Written request> Translate this sentence from the comic review into Spanish: "The Beast does it in New York City, too."

Text>
————

Written by Jim Starlin
Art by Jackson Guice
Colored by Alfred Ramirez
Lettered by Michael Heisler
Edited by Bob Harras
Assistant Edited by Suzanne Gaffney
Editor-in-Chiefed by Tom DeFalco
Published as a 48 page one shot by Marvel Entertainment Group in 1990.
. . .
“Was Synthia nothing more than a hallucination caused by a bad hot dog?”
. . .
Review by William D. Tucker.
You may find yourself walking through the city. You are alone. You are thinking about sex and adventure. Isn’t the city supposed to be a place of sex and adventure? Sure it is.
And here you are . . .
Here’s something I pretty much always like: a superhero who dons a trenchcoat and a hat and goes trudging around the city, collar turned up, hands deep in their pockets.
The Ninja Turtles did it in New York City. Ben Grimm did it in New York City. Iron Man did it in a sweltering hot Southeast Asian jungle-over that damn armor, even!
The Beast does it in New York City, too.

————

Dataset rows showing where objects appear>
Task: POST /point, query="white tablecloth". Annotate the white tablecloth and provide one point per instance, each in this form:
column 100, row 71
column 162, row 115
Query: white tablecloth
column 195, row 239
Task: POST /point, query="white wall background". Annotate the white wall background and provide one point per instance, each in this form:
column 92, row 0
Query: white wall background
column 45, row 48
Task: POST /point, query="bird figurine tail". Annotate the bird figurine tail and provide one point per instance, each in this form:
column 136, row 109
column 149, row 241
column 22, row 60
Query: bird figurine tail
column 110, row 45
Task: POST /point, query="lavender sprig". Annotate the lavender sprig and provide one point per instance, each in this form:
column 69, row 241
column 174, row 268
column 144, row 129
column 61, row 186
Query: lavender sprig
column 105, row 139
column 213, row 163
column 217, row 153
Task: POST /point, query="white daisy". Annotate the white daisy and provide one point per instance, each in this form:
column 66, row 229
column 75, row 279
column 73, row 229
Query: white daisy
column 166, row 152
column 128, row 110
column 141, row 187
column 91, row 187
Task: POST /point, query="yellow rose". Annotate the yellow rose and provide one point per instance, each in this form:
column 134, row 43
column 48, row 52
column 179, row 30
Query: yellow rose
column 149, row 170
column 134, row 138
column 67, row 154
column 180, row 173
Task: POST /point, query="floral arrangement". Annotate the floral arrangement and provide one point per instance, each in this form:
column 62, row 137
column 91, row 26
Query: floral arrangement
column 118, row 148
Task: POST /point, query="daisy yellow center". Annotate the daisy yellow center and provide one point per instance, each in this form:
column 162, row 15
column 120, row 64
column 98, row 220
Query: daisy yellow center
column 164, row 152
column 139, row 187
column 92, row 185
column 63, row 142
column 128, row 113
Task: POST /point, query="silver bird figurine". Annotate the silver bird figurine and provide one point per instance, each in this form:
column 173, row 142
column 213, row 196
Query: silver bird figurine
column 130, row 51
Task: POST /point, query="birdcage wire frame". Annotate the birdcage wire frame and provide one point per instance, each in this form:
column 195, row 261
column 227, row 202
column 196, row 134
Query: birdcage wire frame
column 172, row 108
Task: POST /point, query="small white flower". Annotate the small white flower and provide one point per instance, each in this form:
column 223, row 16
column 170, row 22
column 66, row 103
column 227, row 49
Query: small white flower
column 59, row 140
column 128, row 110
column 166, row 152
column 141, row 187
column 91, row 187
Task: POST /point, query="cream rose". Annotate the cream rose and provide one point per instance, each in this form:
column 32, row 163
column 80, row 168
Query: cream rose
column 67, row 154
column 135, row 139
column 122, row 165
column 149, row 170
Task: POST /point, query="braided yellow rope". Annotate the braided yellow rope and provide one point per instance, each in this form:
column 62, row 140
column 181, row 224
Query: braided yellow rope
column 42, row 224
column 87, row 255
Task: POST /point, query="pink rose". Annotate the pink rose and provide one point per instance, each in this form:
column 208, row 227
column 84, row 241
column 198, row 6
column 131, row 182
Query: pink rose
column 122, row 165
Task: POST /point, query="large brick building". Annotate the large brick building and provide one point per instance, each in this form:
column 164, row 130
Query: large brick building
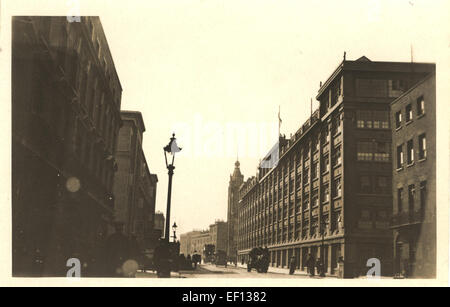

————

Response to the task> La Bestia también lo hace en la ciudad de Nueva York.